§ What is needed:
Reproduce the following lines word for word, leaving nothing out.

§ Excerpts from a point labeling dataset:
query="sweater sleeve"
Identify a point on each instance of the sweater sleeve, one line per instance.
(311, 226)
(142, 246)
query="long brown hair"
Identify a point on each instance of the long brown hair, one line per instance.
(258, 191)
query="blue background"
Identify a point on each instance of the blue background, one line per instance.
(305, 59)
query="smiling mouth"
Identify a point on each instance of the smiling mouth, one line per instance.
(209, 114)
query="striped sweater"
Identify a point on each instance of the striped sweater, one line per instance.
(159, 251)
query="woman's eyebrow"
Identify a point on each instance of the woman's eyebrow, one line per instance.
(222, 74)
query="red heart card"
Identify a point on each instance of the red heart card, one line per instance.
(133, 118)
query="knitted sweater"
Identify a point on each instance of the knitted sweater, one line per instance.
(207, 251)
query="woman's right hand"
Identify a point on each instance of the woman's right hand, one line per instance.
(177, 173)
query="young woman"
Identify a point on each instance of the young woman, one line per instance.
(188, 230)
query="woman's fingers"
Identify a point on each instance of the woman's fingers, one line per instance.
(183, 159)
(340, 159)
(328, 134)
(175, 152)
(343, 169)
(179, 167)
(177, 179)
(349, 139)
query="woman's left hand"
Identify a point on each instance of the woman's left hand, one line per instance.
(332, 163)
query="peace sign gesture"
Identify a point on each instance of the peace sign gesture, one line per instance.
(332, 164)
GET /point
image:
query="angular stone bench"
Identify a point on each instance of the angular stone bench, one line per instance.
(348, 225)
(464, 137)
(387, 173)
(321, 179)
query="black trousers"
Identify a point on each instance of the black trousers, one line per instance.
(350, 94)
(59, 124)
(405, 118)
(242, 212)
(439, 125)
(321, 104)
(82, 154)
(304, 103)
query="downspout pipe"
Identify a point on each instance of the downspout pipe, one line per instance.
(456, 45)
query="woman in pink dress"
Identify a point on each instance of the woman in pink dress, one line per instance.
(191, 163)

§ Response to the task:
query="sweater sleeve"
Identify a point on each instance of the sweater sleeve, one line per instance.
(311, 226)
(142, 246)
query="long brown hair"
Identify a point on each instance of the long brown hair, one line per instance.
(258, 191)
query="blue background"
Identify a point on each instance of the blue background, one line per instance.
(305, 59)
query="smiling mouth"
Identify a point on each instance of the smiling mouth, one line per instance.
(209, 114)
query="striped sweater"
Identify a point on each instance of the striped sweater, one line per instance.
(159, 251)
query="woman's eyebrow"
Identify a point on each instance of the woman's eyebrow, one line per instance.
(222, 74)
query="red heart card"
Identify a point on each instance of the red heart card, one line per instance.
(133, 118)
query="knitted sweater"
Identify a point on each instance of the knitted sweater, one line per instance.
(207, 251)
query="woman's right hand"
Identify a point on each instance of the woman's right hand, one line per instance.
(177, 173)
query="young woman"
Identify a point on each instance of the young woman, one line per instance.
(188, 230)
query="woman's fingers"
Identify a point on each instance of the woman's fingers, one line per instance.
(183, 159)
(340, 159)
(328, 134)
(175, 152)
(343, 169)
(179, 167)
(177, 179)
(349, 139)
query="woman's left hand"
Identify a point on each instance of the woman's left hand, one line per instance.
(332, 163)
query="peace sign gesture"
Identify a point on each instance of the peace sign gesture, one line per instance.
(332, 164)
GET /point
image:
query="angular stone bench"
Identify a point on each instance of the angular stone bench, one line per instance.
(348, 225)
(464, 137)
(387, 173)
(321, 179)
query="black trousers"
Identify a point on each instance of the black trousers, one line per instance.
(350, 94)
(59, 124)
(405, 118)
(242, 212)
(439, 125)
(321, 104)
(82, 154)
(304, 103)
query="downspout pipe"
Identify a point on each instance of the downspout pipe, one line per instance.
(456, 45)
query="woman in pink dress"
Identify a point on each instance of the woman in pink dress, one line per instance.
(191, 163)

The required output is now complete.